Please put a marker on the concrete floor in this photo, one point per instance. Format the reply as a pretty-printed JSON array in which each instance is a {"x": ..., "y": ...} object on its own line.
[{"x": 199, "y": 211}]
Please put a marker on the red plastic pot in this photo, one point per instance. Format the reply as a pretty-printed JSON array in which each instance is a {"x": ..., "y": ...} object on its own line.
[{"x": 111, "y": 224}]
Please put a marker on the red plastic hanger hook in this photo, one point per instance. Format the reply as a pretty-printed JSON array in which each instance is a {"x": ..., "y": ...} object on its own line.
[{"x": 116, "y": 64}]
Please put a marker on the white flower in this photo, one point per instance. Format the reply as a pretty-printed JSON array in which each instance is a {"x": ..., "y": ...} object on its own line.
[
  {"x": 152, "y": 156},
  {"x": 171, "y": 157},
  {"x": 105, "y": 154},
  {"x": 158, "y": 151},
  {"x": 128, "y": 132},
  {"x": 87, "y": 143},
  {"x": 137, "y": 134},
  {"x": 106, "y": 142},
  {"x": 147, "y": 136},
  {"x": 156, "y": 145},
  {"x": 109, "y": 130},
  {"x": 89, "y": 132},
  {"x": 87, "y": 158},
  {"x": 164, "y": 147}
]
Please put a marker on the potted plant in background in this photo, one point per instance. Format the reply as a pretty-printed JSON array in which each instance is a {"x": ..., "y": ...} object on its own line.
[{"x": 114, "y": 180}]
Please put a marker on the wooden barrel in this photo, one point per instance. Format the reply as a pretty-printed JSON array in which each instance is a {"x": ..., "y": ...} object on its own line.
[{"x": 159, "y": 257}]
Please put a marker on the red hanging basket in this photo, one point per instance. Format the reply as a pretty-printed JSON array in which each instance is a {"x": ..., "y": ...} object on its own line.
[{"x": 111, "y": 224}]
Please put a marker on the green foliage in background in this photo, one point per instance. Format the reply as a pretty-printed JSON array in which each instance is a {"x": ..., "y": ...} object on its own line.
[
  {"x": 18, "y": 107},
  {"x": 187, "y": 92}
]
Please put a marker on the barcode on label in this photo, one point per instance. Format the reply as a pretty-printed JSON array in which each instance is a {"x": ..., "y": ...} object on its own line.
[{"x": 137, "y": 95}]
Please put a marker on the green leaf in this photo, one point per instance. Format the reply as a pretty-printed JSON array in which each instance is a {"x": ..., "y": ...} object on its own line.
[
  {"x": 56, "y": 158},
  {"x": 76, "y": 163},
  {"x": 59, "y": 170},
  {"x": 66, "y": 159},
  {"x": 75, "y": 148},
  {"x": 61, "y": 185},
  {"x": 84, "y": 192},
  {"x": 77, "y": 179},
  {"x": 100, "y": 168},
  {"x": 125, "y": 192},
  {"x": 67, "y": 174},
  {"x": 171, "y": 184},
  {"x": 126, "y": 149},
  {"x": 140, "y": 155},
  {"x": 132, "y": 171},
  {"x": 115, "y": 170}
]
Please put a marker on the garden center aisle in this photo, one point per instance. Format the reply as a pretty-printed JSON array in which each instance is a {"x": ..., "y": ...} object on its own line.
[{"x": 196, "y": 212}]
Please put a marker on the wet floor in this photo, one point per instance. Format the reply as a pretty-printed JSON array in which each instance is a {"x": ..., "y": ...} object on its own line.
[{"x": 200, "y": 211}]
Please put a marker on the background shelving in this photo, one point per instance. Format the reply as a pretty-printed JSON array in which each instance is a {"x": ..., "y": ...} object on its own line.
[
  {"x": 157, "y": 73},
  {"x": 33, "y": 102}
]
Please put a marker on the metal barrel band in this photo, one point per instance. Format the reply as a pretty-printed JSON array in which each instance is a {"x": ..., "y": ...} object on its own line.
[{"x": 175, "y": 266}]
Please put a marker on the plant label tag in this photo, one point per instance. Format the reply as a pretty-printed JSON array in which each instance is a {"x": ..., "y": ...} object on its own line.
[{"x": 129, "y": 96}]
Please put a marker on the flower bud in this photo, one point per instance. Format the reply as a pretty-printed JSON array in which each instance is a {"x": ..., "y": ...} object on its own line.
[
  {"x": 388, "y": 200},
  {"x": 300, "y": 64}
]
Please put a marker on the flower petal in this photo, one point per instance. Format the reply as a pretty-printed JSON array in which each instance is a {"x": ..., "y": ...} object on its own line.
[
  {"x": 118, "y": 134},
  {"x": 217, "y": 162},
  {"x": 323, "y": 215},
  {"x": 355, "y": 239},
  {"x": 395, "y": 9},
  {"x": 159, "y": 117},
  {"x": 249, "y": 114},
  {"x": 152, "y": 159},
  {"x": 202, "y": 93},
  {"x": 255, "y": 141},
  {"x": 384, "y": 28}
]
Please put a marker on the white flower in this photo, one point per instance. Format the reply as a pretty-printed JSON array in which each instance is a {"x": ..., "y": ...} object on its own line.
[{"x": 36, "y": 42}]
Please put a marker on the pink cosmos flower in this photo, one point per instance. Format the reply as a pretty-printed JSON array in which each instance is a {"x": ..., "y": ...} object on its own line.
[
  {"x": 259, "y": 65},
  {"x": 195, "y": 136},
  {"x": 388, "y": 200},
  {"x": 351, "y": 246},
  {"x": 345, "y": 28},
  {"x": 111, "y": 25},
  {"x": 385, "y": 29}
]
####################
Assignment: All lines from the line containing "Please put a marker on the pink" through the end of the listing above are to be duplicated exactly; include both ends and nothing further.

Completed task:
Please put a marker on the pink cosmos flower in this photo, one point per instance. Format the reply as a pretty-printed JSON array in which each instance is a {"x": ..., "y": ...} object on its own line.
[
  {"x": 259, "y": 65},
  {"x": 195, "y": 136},
  {"x": 388, "y": 200},
  {"x": 351, "y": 246},
  {"x": 345, "y": 28},
  {"x": 111, "y": 25},
  {"x": 385, "y": 29}
]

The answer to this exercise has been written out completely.